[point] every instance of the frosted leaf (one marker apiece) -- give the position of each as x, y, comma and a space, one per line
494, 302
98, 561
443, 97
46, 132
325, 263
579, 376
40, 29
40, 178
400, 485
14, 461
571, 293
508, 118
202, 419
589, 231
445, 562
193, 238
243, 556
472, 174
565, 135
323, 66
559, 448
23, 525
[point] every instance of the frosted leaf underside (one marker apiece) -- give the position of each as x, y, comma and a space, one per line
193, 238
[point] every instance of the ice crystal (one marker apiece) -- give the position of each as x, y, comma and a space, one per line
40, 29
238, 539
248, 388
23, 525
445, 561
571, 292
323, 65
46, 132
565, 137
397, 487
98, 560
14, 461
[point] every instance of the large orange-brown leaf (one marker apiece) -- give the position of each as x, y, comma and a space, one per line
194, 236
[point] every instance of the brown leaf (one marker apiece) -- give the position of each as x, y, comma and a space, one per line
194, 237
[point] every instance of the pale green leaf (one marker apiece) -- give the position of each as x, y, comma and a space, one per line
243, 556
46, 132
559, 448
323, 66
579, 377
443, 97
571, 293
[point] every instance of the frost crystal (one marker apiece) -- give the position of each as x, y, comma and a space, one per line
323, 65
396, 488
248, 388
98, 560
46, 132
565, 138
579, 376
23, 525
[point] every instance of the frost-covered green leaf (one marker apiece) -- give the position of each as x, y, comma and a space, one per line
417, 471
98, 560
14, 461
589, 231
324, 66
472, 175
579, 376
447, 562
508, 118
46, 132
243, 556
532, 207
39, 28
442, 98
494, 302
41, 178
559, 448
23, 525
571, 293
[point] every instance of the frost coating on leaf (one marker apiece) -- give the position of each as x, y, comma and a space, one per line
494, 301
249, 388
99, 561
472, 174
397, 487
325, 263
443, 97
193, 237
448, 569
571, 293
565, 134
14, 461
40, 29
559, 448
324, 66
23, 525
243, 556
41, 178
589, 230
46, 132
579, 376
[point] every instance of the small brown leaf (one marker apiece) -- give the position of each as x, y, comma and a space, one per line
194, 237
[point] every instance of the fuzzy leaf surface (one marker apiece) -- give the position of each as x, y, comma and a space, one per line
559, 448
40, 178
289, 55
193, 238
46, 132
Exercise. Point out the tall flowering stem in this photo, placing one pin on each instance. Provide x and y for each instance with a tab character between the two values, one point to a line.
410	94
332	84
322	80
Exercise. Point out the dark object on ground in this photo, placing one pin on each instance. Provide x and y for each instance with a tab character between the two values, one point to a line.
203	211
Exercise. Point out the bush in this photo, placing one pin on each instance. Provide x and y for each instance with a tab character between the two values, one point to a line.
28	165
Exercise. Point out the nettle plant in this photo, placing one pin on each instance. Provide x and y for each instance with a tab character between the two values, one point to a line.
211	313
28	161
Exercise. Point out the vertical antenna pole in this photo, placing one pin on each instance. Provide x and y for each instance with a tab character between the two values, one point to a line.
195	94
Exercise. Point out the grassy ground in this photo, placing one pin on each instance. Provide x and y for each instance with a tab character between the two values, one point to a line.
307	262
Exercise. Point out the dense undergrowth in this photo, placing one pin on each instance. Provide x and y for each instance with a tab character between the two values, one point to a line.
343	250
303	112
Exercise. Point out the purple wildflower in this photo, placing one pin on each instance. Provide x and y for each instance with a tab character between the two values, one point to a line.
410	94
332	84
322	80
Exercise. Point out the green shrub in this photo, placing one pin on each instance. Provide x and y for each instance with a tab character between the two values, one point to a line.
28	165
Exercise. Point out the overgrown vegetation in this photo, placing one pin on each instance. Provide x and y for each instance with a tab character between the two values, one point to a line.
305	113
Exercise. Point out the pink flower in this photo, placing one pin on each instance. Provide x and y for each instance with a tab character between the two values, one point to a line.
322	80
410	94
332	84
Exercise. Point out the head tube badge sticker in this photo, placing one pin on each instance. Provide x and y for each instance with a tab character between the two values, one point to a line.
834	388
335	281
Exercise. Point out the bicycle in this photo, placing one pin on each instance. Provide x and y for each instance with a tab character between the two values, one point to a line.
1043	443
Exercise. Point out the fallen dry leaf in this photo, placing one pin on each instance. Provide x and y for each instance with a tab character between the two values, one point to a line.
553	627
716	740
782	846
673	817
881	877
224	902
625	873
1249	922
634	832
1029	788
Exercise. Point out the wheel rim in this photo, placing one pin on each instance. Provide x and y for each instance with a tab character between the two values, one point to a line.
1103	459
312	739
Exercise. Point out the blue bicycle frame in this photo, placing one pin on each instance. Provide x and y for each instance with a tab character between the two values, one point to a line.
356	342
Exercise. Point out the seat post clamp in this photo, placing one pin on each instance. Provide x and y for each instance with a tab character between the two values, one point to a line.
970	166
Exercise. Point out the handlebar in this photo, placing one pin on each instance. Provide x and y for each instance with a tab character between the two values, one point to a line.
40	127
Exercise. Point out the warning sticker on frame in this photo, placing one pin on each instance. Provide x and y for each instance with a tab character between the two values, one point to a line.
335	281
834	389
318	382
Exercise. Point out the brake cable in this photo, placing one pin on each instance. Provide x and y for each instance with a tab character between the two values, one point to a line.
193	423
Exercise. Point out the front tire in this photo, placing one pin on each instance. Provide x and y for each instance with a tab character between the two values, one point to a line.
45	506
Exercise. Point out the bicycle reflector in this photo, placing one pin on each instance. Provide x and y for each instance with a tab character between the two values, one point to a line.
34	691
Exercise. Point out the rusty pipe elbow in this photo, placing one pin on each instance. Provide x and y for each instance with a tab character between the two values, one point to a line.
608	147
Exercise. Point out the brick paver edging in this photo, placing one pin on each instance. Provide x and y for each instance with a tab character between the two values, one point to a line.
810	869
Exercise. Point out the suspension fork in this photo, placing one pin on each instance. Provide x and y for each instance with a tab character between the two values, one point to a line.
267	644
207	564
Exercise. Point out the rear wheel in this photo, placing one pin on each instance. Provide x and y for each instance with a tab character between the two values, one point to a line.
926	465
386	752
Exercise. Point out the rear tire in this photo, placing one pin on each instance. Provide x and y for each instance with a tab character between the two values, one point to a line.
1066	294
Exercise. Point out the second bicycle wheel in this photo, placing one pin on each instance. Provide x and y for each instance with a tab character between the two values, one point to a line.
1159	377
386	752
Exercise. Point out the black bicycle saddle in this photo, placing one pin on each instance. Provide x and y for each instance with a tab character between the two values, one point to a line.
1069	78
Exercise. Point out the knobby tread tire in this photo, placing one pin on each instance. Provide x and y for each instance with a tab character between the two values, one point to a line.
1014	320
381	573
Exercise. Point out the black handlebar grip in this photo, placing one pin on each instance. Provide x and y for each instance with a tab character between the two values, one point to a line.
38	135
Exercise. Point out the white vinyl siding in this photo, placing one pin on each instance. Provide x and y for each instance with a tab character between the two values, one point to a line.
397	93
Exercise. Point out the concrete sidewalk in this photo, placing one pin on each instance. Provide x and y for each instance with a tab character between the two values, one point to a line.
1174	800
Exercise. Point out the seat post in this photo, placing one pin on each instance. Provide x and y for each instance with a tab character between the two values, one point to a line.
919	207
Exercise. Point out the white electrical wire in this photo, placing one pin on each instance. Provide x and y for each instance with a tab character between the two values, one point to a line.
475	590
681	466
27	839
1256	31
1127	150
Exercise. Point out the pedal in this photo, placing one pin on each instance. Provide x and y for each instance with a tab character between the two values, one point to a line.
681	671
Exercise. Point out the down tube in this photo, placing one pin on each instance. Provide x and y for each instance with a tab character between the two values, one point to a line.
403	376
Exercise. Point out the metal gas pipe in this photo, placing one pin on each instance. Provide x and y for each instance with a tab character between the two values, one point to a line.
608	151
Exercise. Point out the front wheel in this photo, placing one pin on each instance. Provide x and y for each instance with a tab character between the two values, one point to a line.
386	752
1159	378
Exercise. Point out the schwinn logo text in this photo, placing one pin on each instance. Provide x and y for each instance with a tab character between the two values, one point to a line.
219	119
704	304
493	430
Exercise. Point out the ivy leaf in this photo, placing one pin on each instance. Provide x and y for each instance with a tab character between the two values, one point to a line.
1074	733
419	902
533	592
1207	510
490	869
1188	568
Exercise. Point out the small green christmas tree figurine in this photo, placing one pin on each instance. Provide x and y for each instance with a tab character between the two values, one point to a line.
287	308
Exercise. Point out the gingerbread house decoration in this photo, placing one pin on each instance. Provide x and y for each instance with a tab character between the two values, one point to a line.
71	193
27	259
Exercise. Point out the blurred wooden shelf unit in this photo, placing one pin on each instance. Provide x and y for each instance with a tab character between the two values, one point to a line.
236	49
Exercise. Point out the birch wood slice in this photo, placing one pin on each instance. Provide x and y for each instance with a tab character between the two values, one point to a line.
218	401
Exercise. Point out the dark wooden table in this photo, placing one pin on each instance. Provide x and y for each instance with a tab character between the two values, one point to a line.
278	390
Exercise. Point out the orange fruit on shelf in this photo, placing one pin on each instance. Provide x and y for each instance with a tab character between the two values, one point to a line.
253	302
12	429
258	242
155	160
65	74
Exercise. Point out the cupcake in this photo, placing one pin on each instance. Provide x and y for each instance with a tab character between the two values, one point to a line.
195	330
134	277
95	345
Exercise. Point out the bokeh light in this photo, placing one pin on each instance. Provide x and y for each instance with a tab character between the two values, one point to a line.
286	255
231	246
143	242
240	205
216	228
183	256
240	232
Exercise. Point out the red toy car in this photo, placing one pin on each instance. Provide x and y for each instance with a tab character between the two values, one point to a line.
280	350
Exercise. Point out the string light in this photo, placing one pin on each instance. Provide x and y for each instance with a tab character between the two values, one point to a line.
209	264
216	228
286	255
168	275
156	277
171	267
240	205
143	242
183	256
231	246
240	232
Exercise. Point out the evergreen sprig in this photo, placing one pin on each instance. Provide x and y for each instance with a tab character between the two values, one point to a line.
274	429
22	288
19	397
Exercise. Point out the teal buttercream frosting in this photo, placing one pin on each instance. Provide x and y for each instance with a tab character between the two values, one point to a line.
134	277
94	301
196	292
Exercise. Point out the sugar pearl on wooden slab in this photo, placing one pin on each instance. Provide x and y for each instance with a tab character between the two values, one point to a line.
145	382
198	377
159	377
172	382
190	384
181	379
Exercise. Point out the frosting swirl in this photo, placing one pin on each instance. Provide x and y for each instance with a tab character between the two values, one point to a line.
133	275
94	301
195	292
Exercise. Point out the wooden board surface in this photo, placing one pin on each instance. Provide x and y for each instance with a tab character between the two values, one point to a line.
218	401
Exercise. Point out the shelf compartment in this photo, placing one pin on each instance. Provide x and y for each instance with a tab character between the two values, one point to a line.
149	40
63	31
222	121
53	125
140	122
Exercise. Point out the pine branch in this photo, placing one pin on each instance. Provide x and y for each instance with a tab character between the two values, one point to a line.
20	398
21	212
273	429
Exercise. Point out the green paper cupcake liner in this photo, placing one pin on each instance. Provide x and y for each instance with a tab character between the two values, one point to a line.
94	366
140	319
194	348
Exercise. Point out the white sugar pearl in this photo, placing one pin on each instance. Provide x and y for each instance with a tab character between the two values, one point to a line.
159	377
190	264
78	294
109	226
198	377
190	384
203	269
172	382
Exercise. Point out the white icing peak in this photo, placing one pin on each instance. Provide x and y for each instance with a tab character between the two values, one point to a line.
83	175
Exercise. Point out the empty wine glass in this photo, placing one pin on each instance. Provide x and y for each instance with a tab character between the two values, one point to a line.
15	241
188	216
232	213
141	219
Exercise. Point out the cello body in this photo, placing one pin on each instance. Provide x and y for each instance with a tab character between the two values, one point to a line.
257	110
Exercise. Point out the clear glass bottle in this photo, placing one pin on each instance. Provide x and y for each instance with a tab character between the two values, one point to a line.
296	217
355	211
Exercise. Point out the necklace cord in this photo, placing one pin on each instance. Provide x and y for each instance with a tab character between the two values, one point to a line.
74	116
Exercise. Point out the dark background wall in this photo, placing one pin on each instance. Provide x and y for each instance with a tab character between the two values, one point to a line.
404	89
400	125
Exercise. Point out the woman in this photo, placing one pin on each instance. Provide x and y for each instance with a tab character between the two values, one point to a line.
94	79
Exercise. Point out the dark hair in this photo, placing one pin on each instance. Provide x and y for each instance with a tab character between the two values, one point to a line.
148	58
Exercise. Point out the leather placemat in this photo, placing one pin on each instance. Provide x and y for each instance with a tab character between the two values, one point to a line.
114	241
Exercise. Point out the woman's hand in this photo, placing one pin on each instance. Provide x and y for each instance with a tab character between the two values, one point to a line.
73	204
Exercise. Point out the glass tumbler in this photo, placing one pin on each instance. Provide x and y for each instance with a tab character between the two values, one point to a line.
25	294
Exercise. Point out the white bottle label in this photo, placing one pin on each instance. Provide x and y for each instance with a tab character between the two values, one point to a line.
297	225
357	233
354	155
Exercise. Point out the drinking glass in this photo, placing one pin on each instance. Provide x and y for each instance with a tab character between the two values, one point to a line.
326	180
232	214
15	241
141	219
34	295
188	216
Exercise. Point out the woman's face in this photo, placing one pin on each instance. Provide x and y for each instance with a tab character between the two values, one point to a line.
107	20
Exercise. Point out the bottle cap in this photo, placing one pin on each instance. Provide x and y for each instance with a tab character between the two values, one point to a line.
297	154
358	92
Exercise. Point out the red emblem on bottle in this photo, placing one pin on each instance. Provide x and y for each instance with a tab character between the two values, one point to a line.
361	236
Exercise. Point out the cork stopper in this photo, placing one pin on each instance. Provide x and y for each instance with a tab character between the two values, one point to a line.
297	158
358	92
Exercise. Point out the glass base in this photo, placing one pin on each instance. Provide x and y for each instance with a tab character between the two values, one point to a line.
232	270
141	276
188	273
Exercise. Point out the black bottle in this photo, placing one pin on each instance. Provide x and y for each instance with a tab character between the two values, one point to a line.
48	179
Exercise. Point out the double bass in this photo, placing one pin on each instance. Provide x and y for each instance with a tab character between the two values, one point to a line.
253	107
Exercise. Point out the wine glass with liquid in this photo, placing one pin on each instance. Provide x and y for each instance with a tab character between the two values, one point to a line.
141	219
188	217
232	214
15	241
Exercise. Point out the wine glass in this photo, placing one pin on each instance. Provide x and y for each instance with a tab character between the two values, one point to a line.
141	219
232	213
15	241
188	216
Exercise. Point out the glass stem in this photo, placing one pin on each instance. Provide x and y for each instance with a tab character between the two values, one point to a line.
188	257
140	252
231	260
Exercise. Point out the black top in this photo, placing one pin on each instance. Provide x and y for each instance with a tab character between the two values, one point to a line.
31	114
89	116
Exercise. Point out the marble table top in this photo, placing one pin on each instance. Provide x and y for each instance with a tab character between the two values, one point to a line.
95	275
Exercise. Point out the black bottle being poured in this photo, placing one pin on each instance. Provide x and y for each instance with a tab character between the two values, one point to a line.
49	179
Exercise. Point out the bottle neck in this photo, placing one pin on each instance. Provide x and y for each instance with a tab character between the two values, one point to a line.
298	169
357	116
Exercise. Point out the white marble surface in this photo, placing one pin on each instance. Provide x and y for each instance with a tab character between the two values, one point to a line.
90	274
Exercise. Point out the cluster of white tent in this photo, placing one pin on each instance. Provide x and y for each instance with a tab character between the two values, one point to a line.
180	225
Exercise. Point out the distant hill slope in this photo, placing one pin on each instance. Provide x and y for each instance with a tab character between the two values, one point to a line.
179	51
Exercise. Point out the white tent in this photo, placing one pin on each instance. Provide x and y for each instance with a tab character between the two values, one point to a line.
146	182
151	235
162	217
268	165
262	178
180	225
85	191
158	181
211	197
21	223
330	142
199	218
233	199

• _ABOUT THIS EXERCISE_
Exactly and only the lines from the line containing "Exercise. Point out the black bottle being" through the last line of the entries should be copied, both ends included.

• _TASK RESPONSE_
Exercise. Point out the black bottle being poured in this photo, placing one pin on each instance. Provide x and y for each instance with a tab character between the two values, one point to a line.
49	179
Exercise. Point out the bottle neck in this photo, placing one pin on each instance. Provide x and y for each instance with a tab character between the two values, one point to a line.
298	169
357	116
Exercise. Point out the white marble surface in this photo, placing one pin on each instance. Provide x and y for each instance with a tab character between the two values, one point to a line.
90	274
Exercise. Point out the cluster of white tent in this photo, placing one pin on each instance. Provide x and y for each instance with a tab character between the two values, one point to a line.
180	225
Exercise. Point out the distant hill slope in this photo, placing one pin on each instance. Provide x and y for each instance with a tab character between the two values, one point to a line.
179	51
Exercise. Point out the white tent in this photo, placing one pin on each instance. Provide x and y for each instance with a tab character between the two values, one point to a line.
146	182
151	235
162	217
268	165
262	178
180	225
85	191
158	181
211	197
21	223
330	142
199	218
233	199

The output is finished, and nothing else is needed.